## Activity 1
Answer these questions from the homebrewing account:
(a) Through which program did the writer learn brewing?
(b) What three factors does the writer name as the biggest ones to worry about?
(c) How many degrees does the writer lose in the stepping tank over 72 minutes?
## Activity 2
Extend the homebrewing account, picking up right after its final sentence.
--- Supplied passage Enclosed Below ---
I learned brewing by going through the University of Nebraska's startup brewing program while I was in business school. They started us out with basic pots and pans and worked up to some fancy setups. I don't get into it enough that I use any automated electronic stuff. I prefer to use a Blichmann 15gal pot, pair of Igloo commercial 15 gal coolers to get things done. I'm fortunate I have never had a bad batch but I think that is because i followed what was taught to me as the three biggest factors I worry about. Water, Sanitation and Thermals. I always filter, test and correct the chemical composition of my water, Sanitize my equipment with brewers wash and lots of star sanz and treat everything like I'm performing surgery to keep things sterile. Last Thermals, apply teachings to maintain my thermal temps when I want them to and to quickly cool the wort when I want to. Aside from never boiling with the lid on the pot, everything else is subject to trying different techniques to find slightly different outcomes.

First, I'm a firm believer in all grain brewing to get that full flavor. My Hot liquor and Stepping coolers are the same Igloo Commercial grade coolers linked together with high temp hoses wrapped in insulation. Both have temp guages cut and planted into the bottom side to observe temp changes. The stepping tank has a copper stepping pipe in the center and coiled on the inside of the lid. I calculate my water heat figured I need from the time I heat it in the pot and transfer it to the hot liquor tank, to the stepping tank. Once in the stepping tank I loose 1.5 degrees F in 72 minutes which is the longest protein rest I do which is for Hefeweizen if I don't do a decoction mash. I calculated it out once and confirmed with my professors and Beersmith 2 that my brew house efficiency was at nearly 94%. I was happy just to crest the 88% mark after having one batch of Hefeweizen come in at 50% efficiency on a hefeweizen. Granted, everyone liked that beer at the testing and said it had a lot of citrus characteristics. To me it had all the yeast flavors but little of the grain. That is what caused me to really chase my thermal control for efficiency, Also reduces my grain bill when I am figuring out recipes which is always welcome.
--- End of Enclosed Supplied passage ---
--- Provided material Enclosed Below ---
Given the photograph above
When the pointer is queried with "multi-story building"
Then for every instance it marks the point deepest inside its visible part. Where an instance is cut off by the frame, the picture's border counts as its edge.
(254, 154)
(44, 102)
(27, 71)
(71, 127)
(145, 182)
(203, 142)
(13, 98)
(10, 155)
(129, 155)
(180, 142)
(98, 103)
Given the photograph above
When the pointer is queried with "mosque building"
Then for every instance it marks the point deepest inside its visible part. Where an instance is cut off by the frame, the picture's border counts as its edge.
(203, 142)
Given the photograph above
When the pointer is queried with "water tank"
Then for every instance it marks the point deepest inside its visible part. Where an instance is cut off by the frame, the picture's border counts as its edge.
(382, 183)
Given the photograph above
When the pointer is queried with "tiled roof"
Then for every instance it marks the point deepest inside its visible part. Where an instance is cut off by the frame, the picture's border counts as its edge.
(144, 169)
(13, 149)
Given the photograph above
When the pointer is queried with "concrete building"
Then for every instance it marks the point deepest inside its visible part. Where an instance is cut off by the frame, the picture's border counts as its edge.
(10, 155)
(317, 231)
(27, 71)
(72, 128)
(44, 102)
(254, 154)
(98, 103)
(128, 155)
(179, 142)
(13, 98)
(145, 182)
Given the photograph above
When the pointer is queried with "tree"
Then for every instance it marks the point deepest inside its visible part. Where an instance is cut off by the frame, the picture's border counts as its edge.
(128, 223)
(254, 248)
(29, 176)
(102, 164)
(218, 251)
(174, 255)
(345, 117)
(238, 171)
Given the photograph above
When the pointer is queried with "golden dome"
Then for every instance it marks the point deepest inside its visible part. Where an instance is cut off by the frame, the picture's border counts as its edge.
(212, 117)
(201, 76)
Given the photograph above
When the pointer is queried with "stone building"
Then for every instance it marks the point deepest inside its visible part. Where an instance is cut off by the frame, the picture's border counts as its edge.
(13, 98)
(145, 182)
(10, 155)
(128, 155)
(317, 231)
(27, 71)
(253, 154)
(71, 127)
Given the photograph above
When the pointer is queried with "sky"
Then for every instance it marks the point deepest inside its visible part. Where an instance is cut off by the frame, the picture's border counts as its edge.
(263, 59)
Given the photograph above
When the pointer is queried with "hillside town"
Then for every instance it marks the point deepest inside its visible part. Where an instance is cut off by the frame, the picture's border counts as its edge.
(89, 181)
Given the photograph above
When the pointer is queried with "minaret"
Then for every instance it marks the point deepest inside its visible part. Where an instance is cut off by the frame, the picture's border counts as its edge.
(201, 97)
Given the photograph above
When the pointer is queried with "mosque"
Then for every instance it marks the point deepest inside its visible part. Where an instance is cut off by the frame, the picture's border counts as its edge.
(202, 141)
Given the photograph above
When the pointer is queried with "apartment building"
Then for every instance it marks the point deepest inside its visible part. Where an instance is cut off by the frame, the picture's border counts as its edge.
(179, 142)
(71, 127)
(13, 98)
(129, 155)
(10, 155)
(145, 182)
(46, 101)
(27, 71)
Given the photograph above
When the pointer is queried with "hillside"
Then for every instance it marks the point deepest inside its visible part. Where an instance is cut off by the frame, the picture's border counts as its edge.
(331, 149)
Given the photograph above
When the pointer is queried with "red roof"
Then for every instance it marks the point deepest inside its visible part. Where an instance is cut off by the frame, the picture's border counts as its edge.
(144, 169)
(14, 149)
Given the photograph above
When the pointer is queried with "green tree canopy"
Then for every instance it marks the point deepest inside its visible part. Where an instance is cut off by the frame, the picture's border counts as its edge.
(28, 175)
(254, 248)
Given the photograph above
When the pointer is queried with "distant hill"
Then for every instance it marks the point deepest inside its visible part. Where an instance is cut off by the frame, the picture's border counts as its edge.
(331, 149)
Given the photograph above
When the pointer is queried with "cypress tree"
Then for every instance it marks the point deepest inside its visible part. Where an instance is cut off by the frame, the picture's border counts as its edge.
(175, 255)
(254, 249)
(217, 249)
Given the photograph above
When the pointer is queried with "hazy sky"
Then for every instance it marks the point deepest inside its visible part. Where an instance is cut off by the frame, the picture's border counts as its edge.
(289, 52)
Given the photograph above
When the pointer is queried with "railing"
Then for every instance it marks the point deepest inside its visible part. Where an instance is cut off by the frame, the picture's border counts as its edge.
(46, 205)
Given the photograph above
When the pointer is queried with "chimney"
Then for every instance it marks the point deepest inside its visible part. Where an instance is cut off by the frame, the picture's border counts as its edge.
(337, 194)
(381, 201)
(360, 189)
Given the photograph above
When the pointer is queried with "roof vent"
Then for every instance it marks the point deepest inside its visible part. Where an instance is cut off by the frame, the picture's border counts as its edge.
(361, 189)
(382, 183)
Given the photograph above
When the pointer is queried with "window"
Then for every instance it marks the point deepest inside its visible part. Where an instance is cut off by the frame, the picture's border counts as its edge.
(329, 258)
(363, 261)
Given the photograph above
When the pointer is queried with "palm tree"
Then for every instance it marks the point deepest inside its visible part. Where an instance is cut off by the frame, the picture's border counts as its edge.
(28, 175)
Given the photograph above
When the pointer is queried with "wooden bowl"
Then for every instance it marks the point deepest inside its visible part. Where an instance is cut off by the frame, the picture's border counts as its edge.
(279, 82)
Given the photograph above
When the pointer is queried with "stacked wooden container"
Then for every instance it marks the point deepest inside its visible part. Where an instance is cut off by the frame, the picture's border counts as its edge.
--- End of Enclosed Provided material ---
## Response area 1
(a) The University of Nebraska's startup brewing program
(b) Water, sanitation, and thermals
(c) 1.5 degrees F

## Response area 2
Another thing I do that many do not is I bend my own copper tubing into a wort chiller and instead of running cold water through it and dunking it in the wort (causing negative result of aerating your beer), I set the wort chiller in a bucket of ice with a little bit of water and run the worth through the chiller and put a glove on to dunk that chiller up and down in the bucket to keep fresh cold water on the coil at all times and have someone beside me adding ice as needed. Goes in hot as hell and comes out cold to the desired temp.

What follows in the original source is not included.